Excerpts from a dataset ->
╔══

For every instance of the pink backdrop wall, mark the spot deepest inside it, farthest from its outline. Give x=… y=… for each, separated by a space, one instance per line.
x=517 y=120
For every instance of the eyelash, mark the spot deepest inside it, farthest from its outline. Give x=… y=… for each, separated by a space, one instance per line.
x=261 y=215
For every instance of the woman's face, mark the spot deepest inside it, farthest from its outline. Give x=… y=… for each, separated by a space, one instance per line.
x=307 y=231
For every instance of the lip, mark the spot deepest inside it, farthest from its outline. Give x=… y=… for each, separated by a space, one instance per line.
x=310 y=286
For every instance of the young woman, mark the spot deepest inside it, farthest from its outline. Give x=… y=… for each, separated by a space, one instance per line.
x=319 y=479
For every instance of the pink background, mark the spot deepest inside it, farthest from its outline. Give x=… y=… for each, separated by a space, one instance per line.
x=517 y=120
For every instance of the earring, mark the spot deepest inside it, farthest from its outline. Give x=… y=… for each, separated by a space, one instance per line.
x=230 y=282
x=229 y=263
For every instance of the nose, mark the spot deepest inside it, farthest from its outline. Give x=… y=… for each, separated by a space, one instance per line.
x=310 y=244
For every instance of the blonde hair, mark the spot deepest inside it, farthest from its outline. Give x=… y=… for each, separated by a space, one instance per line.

╚══

Requirement -> Word for word, transcribe all of the records.

Your solution ->
For every instance of the pink backdrop wall, mark the spot deepest inside it, farthest from its outline. Give x=… y=… for each, separated by a space, one instance per line.
x=517 y=120
For every instance of the eyelash, mark the spot deepest inside it, farthest from its outline. Give x=… y=… for each, separated by a space, one instance per line.
x=261 y=215
For every instance of the woman's face, mark the spot deepest inside it, farthest from its outline. Give x=… y=… for each, separated by a space, one instance per line.
x=307 y=231
For every instance of the lip, mark the spot deepest inside it, farthest from its outline. Give x=… y=… for each, separated by a space, one instance per line.
x=310 y=286
For every instance of the young woman, mark the spot deepest inside it, farthest from its outline. Give x=… y=… for each, separated by a space, one instance per line.
x=319 y=479
For every instance of the pink background, mark the spot deepest inside it, farthest from its outline. Give x=… y=… for each, separated by a space, one instance per line.
x=517 y=120
For every instance of the earring, mark the spot deepest inside it, farthest from its outline. Give x=… y=… for each, separated by a space, one instance per line.
x=230 y=282
x=229 y=263
For every instance of the nose, mark the spot deepest inside it, farthest from its outline. Give x=… y=… for each, separated by a space, one instance per line.
x=310 y=244
For every instance of the blonde hair, mark the spot deepest inside it, farthest from its outline. Give x=… y=… for each, separated by a space, one instance per line.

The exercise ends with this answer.